## HOW TO COMPLETE THIS TASK
An identical copy of every entry below is the required output.

BEGIN

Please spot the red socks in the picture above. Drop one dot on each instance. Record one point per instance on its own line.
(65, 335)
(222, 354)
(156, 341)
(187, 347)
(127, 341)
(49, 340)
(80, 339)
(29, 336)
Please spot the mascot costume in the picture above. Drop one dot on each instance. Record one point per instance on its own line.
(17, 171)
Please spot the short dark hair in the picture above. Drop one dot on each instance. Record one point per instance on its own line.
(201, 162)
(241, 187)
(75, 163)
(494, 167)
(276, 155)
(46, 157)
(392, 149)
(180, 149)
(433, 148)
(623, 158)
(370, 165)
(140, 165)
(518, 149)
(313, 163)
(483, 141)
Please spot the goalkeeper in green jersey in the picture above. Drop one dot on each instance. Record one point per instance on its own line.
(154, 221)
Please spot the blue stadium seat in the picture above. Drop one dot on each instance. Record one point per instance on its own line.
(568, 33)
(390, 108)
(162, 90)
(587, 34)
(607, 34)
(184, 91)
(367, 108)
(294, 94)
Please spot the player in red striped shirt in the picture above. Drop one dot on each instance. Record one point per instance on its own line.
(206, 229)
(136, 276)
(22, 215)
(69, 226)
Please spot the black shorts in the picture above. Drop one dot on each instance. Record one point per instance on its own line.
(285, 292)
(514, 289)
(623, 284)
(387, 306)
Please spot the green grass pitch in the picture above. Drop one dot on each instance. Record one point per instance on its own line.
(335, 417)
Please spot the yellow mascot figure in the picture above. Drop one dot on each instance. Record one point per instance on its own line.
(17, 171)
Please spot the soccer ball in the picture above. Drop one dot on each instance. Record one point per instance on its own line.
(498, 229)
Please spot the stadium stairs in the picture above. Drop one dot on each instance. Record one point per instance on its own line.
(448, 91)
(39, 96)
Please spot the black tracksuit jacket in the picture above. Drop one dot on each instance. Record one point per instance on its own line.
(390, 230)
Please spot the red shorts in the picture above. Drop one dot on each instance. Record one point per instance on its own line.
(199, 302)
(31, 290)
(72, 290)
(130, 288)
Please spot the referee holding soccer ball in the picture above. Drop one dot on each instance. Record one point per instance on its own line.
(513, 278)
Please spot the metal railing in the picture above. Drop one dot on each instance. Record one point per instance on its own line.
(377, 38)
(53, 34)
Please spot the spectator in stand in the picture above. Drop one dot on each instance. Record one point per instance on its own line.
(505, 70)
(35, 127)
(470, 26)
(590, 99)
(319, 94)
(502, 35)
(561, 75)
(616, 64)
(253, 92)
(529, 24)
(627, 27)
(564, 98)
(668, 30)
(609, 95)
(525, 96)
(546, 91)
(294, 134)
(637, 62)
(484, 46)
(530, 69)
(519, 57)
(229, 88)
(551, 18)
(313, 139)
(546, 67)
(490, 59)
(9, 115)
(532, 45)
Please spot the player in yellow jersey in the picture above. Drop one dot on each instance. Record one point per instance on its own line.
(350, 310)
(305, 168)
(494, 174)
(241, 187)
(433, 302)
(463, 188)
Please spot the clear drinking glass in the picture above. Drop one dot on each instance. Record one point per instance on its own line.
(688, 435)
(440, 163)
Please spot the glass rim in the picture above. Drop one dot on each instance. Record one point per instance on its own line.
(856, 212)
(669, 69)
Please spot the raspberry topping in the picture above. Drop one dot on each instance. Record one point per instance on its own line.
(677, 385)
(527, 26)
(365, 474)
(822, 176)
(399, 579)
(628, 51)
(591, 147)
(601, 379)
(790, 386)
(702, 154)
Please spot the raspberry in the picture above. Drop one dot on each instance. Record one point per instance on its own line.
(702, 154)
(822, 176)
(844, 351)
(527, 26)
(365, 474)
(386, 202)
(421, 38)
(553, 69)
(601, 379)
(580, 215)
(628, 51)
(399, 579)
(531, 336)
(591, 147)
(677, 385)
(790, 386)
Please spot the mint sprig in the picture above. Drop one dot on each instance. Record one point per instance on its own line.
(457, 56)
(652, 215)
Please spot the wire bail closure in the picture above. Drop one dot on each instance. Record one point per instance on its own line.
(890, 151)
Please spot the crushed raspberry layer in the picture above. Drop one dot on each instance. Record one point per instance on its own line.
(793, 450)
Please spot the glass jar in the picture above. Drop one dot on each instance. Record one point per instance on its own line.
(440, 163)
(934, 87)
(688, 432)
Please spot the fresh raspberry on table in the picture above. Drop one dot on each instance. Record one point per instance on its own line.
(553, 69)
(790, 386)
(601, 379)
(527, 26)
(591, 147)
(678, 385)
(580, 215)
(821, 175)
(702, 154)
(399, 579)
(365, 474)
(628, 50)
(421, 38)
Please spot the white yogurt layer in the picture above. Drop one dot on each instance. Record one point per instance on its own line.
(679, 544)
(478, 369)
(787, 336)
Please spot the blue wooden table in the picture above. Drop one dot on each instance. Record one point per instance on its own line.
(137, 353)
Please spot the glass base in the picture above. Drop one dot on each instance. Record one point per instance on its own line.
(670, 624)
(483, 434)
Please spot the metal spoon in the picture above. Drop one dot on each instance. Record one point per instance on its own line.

END

## WRITTEN SOLUTION
Please spot the red socks in the picture above. Drop one dot on each instance. Record one point per instance on its own line.
(65, 335)
(222, 354)
(156, 341)
(187, 347)
(127, 341)
(49, 340)
(80, 339)
(29, 336)
Please spot the mascot costume in the picture above. Drop one dot on each instance. Record one point per instance on its own line.
(17, 171)
Please spot the short dark hair in the picture above. Drop one dot on each instance. Record one point per instance on its own line.
(201, 162)
(241, 187)
(75, 163)
(494, 167)
(276, 155)
(46, 157)
(392, 149)
(180, 149)
(433, 148)
(623, 158)
(370, 165)
(140, 165)
(518, 149)
(313, 163)
(483, 141)
Please spot the goalkeeper in green jersey in the picture above. Drop one dot on each instance. Record one point per instance on its own line.
(154, 221)
Please spot the blue stadium seat in the picture above. Drop one dot on each instance. Record one point per instance on its own line.
(568, 33)
(390, 108)
(162, 90)
(587, 34)
(607, 34)
(184, 91)
(367, 108)
(294, 94)
Please spot the player in red striped shirt in the picture above. Drop one dot on each instance. Record one point per instance on its own line.
(206, 229)
(136, 276)
(22, 215)
(69, 226)
Please spot the black shorts in the picture above. Drop one dot on each instance. Record one point per instance on its own line.
(285, 292)
(514, 289)
(623, 284)
(387, 306)
Please spot the green grass pitch in the picture above. Drop one dot on each instance. Record one point per instance on its own line.
(335, 417)
Please spot the yellow mascot figure in the picture above. Drop one dot on each instance. Record one point per instance on its own line.
(17, 171)
Please spot the soccer ball in the picture above. Drop one dot on each instance. Record one point per instance on its own line.
(498, 229)
Please spot the stadium stairs in the picture above. Drop one dot on each instance. Record one point per instance on its own line.
(448, 91)
(39, 96)
Please spot the black tracksuit jacket in the picture above. Drop one dot on each instance. Record one point per instance on its own line.
(390, 230)
Please spot the red shorts in the picture above. Drop one dot on each instance. Record one point per instance on its own line.
(199, 302)
(31, 290)
(72, 290)
(130, 288)
Please spot the referee holding soccer ball in the picture above. Drop one dot on each instance. Record one point per instance on its own line.
(513, 278)
Please spot the metal railing in the picture above. Drop one dot on each instance. Record one point per instance on its own line.
(377, 38)
(53, 34)
Please spot the spectator in stand in the picture above. Drop one dot on each instance. Record one point per instance on its own line.
(505, 70)
(35, 127)
(470, 26)
(590, 99)
(319, 94)
(502, 35)
(561, 75)
(616, 64)
(253, 92)
(529, 24)
(627, 27)
(564, 98)
(668, 30)
(609, 95)
(525, 96)
(546, 91)
(294, 134)
(637, 62)
(484, 46)
(530, 69)
(519, 57)
(229, 88)
(551, 18)
(313, 139)
(546, 67)
(490, 59)
(9, 115)
(532, 45)
Please spot the player in yellow jersey in the picture above. Drop one dot on each instance. Record one point per instance on its own line.
(350, 310)
(305, 168)
(494, 174)
(241, 187)
(433, 302)
(463, 188)
Please spot the clear drinking glass in the picture above. Drop one dot on each instance. Record one point per instance on its own line.
(688, 435)
(440, 163)
Please spot the glass rim in the picture above. Drop one dot on each instance. Record one point per instance on its own line.
(856, 212)
(669, 69)
Please spot the raspberry topping in the picture above. Drop one dot on each instance. Record one point per instance on its own line.
(677, 385)
(527, 26)
(365, 474)
(822, 176)
(399, 579)
(628, 51)
(591, 147)
(601, 379)
(790, 386)
(702, 154)
Please spot the raspberry in the picture above. Drop one dot on each instance. Record one point per instance on its own line.
(702, 154)
(822, 176)
(844, 351)
(527, 26)
(365, 474)
(386, 202)
(421, 38)
(553, 69)
(601, 379)
(580, 215)
(628, 51)
(399, 579)
(531, 336)
(591, 147)
(677, 385)
(790, 386)
Please spot the mint sprig in the picture above. Drop one dot on each instance. Record one point per instance on its own line.
(457, 56)
(652, 215)
Please spot the wire bail closure in the picture above. Drop one dot on each instance. Record one point per instance on its own line.
(890, 151)
Please spot the crushed raspberry layer in the picture above. Drop one dot on each instance. Record one point per instance on its own line.
(793, 450)
Please spot the glass jar in the picture above. Drop one dot on each instance. Record one point per instance on its own line.
(440, 163)
(934, 87)
(688, 432)
Please spot the fresh raspberry on table in the picture above. Drop one dot on each instance. Record one point per instance on its own line.
(553, 69)
(790, 386)
(601, 379)
(527, 26)
(591, 147)
(678, 385)
(580, 215)
(821, 175)
(702, 154)
(399, 579)
(365, 474)
(628, 50)
(421, 38)
Please spot the white yogurt layer in the picture above. Drop one dot on each instance. Record one point per instance on its own line.
(679, 544)
(478, 369)
(787, 336)
Please spot the blue wooden table in the picture above. Drop one dot on each instance. Record one point per instance on its own line.
(137, 353)
Please spot the glass base in the picture above. Drop one dot on each instance. Record one point per instance on its own line.
(670, 624)
(483, 434)
Please spot the metal spoon in the picture above. Drop one dot on each instance. Record one point per instance on its own line.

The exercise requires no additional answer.